## WHAT YOU HAVE TO DO
Lay out every line of the records below as a numbered list, skipping blank lines and leaving out the pictures.

Point annotation dataset records

— Begin —

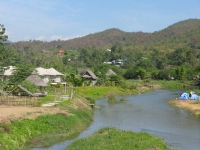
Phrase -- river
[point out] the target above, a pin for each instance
(150, 113)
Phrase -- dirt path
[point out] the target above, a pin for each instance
(190, 105)
(19, 112)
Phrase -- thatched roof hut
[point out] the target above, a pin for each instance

— End —

## REPLY
1. Phrase -- river
2. [point out] the target above, a pin for each instance
3. (150, 113)
4. Phrase -- dirt path
5. [point out] the target above, a pin for each instance
6. (190, 105)
7. (19, 112)
8. Phrase -- thatched roof hut
9. [point out] the target above, a pin for each instance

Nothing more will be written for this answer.